**Exercise requirements:** In the article on IBM's water venture below, list every person mentioned by name.

[Passage for review Boundary: Start]

Friday, 13 March 2009

IBM Dives Into Water Venture

Touting 'Smarter Planet,' Big Blue Pushes Technology to Manage Resources

By WILLIAM M. BULKELEY
International Business Machines Corp. is embarking on a new business venture in which it will help manage water resources, an attempt by the technology giant to further expand its footprint outside traditional computer services.
The new business, which is part of IBM's Big Green Innovations initiative to find markets in carbon management, alternative energy and water management, will design and install systems of sensors and back-end software to monitor water pipes, reservoirs, rivers and harbors, according to Sharon Nunes, who heads the Big Green venture.
IBM has been touting its ability to help create a "smarter planet" by designing systems to monitor physical world activities such as electricity flows and traffic patterns. "There's a lot of stress on water systems around the world. With a limited supply, you'd better be able to manage it," said Ms. Nunes. She estimates that information technology for water management could become a $20 billion market.
Ms. Nunes said stimulus spending in the U.S. and China is likely to help build the market for water management. She estimated that in the U.S. between $15 billion and $20 billion of the new stimulus package is aimed at water projects.

But analysts are divided on whether there is actually a big business for IBM to capture. Stephen Stokes, an analyst at AMR Research of Boston, said he thinks the effort will be lucrative in areas like electrical grid monitoring, but pointed out that with water, "no matter how much metering you do, you can't stop the rain. Many vagaries are outside their control."
Michael LoCasio, of Boston technology research firm Lux Research, who also was briefed on the plans, said there are lots of ways computers could help monitor water, such as installing so-called smart meters to limit lawn-watering to night-time hours, or using sensors to detect leaks in pipes.

[Passage for review Boundary: End]
[Provided information Boundary: Start]

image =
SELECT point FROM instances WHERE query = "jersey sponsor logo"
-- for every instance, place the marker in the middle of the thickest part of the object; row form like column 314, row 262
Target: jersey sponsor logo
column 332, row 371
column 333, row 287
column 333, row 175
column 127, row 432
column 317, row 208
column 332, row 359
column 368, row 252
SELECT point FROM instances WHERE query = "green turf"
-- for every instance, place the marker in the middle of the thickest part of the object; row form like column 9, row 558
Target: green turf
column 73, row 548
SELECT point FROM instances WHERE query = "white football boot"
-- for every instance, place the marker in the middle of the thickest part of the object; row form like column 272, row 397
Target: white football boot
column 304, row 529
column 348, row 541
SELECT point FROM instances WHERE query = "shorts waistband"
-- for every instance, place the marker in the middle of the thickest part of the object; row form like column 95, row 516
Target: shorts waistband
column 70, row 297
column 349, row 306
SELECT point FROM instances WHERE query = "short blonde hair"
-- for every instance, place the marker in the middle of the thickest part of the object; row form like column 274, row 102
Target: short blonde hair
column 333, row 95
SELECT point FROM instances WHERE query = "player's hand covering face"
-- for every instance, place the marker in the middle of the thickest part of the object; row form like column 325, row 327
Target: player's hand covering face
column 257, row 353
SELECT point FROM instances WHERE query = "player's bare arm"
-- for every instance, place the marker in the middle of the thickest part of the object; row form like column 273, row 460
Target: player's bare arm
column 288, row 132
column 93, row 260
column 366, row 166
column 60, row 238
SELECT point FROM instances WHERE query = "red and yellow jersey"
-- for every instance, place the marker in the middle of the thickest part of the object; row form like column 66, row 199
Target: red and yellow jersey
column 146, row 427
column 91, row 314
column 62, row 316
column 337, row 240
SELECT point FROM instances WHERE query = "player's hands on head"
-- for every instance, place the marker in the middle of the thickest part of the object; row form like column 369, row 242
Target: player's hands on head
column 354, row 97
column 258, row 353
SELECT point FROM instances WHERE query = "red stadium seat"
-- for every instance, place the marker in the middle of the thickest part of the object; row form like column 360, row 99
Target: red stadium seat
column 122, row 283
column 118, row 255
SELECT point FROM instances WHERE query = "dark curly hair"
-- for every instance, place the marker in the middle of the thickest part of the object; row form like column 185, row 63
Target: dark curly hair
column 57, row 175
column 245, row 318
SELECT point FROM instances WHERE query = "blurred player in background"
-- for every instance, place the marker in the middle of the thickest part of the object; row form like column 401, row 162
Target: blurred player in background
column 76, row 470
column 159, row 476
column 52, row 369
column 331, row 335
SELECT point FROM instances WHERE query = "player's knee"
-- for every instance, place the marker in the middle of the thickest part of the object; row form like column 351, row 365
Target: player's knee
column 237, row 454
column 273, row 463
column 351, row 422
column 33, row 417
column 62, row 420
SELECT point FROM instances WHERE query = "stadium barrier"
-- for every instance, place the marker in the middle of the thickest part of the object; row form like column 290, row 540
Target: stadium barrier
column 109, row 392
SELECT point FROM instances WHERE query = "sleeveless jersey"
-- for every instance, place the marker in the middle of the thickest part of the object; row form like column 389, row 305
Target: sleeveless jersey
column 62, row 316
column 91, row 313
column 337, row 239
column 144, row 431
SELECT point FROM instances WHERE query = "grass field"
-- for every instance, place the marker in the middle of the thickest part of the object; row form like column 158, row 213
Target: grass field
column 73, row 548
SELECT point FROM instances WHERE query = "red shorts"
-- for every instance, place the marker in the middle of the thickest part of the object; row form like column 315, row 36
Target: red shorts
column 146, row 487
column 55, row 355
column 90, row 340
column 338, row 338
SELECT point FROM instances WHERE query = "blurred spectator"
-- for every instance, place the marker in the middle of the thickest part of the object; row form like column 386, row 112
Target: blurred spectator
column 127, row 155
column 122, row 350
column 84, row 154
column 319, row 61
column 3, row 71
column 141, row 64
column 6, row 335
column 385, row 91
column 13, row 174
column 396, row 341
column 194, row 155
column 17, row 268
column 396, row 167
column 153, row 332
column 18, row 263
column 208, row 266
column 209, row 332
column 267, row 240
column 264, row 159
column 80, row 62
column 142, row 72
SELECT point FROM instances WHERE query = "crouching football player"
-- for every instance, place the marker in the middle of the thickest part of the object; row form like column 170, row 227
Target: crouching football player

[Provided information Boundary: End]

**Your solution:** William M. Bulkeley, Sharon Nunes, Stephen Stokes, Michael LoCasio